• [What the exercise asks]: How many lines in the material below contain the string "illuminated"? Answer with the number alone.

• [Records supplied]:
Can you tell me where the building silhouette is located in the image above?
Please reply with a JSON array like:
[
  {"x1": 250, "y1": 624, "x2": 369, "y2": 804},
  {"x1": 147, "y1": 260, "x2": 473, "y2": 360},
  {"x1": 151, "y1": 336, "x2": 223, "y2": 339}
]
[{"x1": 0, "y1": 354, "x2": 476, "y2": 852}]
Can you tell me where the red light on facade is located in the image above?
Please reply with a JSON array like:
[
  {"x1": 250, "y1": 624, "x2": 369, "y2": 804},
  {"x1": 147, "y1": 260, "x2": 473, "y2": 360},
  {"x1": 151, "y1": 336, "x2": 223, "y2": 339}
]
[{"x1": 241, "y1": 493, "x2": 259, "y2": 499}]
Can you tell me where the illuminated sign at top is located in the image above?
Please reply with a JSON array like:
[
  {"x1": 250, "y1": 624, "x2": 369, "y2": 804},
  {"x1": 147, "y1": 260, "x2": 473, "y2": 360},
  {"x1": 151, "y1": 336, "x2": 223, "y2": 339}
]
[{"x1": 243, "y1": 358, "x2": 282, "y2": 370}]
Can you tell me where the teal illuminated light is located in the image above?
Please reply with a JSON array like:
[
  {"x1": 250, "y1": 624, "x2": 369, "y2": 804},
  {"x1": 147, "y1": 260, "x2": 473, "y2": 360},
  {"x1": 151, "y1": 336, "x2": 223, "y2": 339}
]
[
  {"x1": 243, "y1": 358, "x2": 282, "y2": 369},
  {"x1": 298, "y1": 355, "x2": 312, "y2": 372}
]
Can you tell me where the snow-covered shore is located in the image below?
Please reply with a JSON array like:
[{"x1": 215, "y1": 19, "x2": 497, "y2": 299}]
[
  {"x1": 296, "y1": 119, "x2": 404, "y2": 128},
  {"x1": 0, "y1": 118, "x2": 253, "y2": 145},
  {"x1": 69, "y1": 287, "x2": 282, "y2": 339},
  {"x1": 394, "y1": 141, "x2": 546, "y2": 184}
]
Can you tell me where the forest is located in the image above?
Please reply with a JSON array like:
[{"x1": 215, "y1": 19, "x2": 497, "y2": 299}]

• [Result for this exercise]: 2